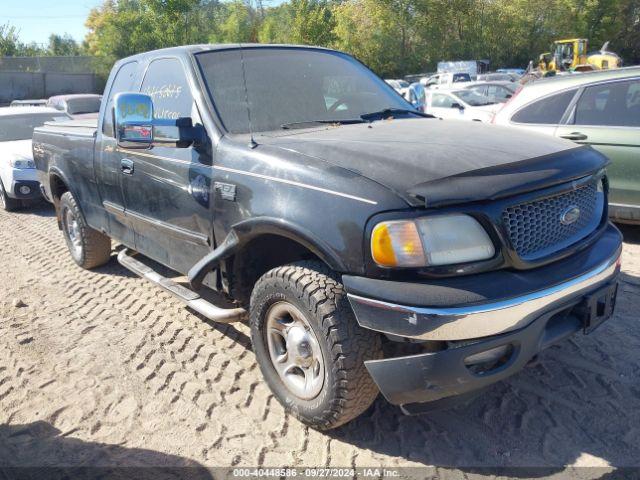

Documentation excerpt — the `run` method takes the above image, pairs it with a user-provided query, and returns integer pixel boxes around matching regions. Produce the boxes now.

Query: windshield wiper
[360,108,431,122]
[281,119,364,130]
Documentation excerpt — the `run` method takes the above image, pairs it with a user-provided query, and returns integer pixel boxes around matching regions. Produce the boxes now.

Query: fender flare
[48,167,86,226]
[188,216,347,289]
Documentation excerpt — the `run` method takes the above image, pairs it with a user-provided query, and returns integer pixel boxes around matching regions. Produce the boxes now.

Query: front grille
[502,181,603,261]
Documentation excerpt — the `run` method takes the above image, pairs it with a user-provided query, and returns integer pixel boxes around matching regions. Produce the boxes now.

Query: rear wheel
[0,179,20,212]
[250,261,382,430]
[60,191,111,269]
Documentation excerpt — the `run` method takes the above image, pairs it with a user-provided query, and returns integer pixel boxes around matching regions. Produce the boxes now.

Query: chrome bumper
[348,252,621,341]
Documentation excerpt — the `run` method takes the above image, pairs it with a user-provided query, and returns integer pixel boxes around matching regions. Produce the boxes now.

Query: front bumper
[5,168,41,200]
[345,223,622,412]
[9,180,42,200]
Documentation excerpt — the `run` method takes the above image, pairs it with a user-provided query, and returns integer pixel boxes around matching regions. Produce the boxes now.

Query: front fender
[188,216,346,289]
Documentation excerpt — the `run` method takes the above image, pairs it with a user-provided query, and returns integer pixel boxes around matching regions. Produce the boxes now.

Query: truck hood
[258,119,608,207]
[1,140,33,162]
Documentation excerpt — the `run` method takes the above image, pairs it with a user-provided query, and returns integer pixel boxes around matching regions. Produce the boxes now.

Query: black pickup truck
[33,44,622,430]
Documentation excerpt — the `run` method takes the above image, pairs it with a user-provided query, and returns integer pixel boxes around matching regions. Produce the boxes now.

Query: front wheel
[250,261,382,430]
[60,191,112,269]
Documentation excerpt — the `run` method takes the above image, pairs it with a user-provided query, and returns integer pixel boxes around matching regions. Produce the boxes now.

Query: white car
[0,107,69,210]
[425,89,502,122]
[421,72,473,90]
[384,79,410,96]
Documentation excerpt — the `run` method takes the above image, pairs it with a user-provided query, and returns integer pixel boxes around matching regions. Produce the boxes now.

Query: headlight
[10,159,35,169]
[371,214,495,267]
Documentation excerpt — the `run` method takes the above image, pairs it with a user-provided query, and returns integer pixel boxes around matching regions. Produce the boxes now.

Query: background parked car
[425,88,501,122]
[0,106,70,210]
[475,72,518,82]
[492,66,640,224]
[404,82,426,112]
[384,79,410,96]
[422,72,472,89]
[465,81,518,103]
[46,94,102,120]
[10,99,47,108]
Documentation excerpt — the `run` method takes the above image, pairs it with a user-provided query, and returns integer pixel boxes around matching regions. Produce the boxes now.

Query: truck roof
[116,43,335,64]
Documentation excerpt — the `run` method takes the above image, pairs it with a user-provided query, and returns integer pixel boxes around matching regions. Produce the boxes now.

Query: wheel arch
[48,168,84,229]
[195,217,348,305]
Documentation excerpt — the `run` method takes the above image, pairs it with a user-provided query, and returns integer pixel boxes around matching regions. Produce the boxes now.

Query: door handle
[121,158,134,175]
[560,132,588,141]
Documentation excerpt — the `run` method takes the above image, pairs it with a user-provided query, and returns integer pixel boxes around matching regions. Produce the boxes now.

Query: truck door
[95,60,139,248]
[120,57,213,274]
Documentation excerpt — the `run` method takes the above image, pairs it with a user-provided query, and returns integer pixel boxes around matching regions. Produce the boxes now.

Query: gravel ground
[0,203,639,476]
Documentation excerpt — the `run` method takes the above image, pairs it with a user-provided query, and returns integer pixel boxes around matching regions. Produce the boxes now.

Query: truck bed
[33,118,99,207]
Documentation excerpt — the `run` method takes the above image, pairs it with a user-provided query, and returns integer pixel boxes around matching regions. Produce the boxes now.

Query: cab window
[140,58,195,140]
[102,61,138,137]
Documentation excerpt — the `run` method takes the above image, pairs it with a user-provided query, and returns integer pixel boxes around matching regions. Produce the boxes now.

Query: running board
[117,249,246,323]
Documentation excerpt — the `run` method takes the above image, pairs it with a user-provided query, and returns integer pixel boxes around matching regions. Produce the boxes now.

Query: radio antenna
[239,44,258,149]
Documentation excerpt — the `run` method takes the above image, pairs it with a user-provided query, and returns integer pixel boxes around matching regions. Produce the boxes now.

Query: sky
[1,0,287,47]
[2,0,108,46]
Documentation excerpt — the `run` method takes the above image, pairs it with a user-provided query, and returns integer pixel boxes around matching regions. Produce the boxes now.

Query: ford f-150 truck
[33,45,622,430]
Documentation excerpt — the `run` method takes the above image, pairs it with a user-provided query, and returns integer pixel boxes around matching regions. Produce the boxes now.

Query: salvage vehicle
[47,94,103,120]
[492,66,640,224]
[539,39,622,73]
[33,45,622,429]
[404,82,426,112]
[0,106,69,211]
[464,81,517,103]
[425,88,501,122]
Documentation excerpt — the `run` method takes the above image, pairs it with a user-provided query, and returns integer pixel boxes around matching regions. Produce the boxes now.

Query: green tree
[47,34,82,56]
[0,23,21,56]
[289,0,336,46]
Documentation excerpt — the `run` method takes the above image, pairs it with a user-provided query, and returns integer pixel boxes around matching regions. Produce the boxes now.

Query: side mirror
[451,102,464,110]
[114,92,206,150]
[114,93,154,149]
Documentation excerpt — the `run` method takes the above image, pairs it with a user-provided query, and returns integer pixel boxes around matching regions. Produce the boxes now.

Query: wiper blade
[281,119,364,130]
[360,108,432,121]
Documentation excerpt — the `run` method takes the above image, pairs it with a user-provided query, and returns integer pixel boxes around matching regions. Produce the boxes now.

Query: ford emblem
[560,205,581,226]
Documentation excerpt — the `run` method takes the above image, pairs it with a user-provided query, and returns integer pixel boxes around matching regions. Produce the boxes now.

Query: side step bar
[117,249,247,323]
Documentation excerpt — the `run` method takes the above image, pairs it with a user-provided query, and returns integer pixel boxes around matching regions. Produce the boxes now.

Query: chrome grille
[502,181,603,261]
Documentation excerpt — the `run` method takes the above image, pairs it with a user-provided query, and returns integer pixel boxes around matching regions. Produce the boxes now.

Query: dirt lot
[1,203,639,476]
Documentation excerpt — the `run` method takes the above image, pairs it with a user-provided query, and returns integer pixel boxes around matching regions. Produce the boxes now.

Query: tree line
[2,0,639,78]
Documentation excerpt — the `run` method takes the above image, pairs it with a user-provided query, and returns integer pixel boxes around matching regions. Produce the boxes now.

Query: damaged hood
[258,119,608,207]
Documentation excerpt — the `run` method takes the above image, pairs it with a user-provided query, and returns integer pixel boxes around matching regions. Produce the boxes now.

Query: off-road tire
[60,191,111,269]
[250,261,382,430]
[0,179,20,212]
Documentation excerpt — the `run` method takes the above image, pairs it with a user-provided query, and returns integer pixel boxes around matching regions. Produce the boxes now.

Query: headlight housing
[10,159,35,169]
[371,214,495,267]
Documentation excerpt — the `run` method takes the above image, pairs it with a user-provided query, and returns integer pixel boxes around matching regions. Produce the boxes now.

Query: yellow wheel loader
[538,39,622,74]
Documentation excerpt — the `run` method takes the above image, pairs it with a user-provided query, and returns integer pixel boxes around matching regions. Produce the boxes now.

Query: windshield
[196,48,411,133]
[452,73,471,83]
[66,97,101,115]
[452,90,496,107]
[0,113,68,141]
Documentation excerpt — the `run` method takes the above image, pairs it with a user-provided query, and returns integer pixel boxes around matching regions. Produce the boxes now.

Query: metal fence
[0,56,101,105]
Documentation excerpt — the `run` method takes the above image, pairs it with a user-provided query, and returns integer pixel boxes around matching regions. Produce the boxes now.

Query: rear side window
[511,89,575,124]
[102,61,139,137]
[574,79,640,127]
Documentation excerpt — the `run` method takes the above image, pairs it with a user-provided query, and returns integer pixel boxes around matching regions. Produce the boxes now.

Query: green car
[493,67,640,224]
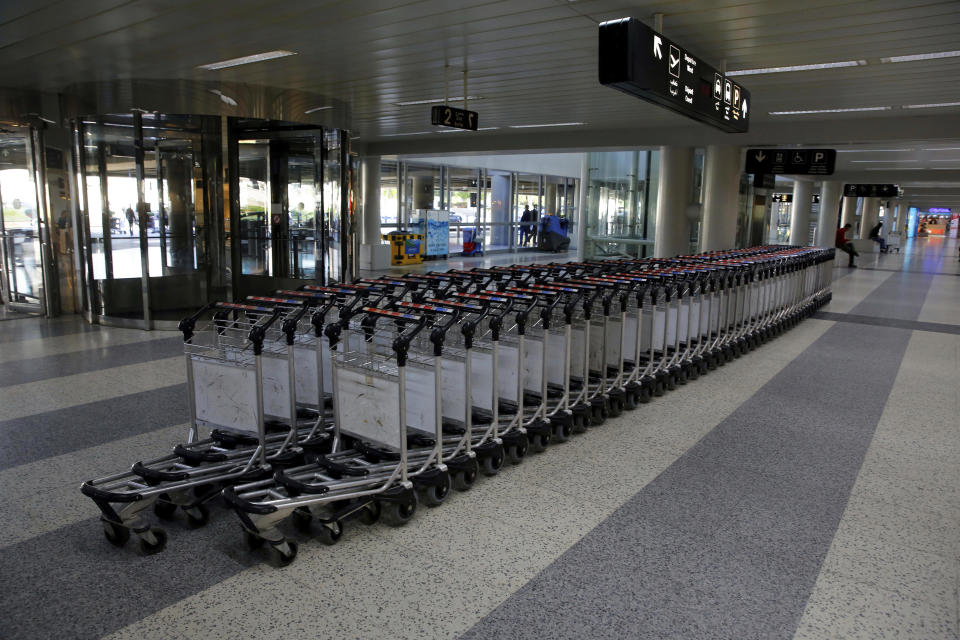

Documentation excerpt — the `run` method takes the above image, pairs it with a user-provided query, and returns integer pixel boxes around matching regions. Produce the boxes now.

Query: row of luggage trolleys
[81,245,835,565]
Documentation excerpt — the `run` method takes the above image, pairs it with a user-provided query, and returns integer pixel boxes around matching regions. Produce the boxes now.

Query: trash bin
[462,227,484,256]
[383,231,424,265]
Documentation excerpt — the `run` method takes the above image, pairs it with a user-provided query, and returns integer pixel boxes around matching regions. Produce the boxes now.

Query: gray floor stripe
[461,275,933,640]
[859,266,959,276]
[0,316,99,343]
[0,384,187,471]
[0,509,254,640]
[812,311,960,335]
[0,336,183,387]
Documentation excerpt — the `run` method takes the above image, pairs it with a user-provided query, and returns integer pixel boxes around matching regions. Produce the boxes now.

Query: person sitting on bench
[835,223,859,267]
[869,221,888,253]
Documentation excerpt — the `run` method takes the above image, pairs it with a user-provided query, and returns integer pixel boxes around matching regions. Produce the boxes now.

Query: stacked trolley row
[80,245,835,564]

===

**TRY IT:** Here, the lines to copy run from the one containing "Query: gray floor stripe" to the final line of the listing; copy them exactly and nothing else.

**EXPECTED ANSWER:**
Query: gray floor stripe
[461,275,933,640]
[859,266,959,276]
[0,316,99,343]
[0,384,187,471]
[0,509,254,640]
[812,311,960,335]
[0,336,183,387]
Documentation excerpt — the `run` method takes the above image, pairs it with a user-provided query, and returns integer pixel boxes around matching regions. Produce the boxes now.

Query: person sitting on bench
[835,223,859,267]
[869,221,888,253]
Documentation excerpt — the `run` method takes the above image, pairs it with a user-provided query, and returns integer pixel boxes around matching regions. Produce the boxes now.

Query: stacked trolley row
[80,245,835,564]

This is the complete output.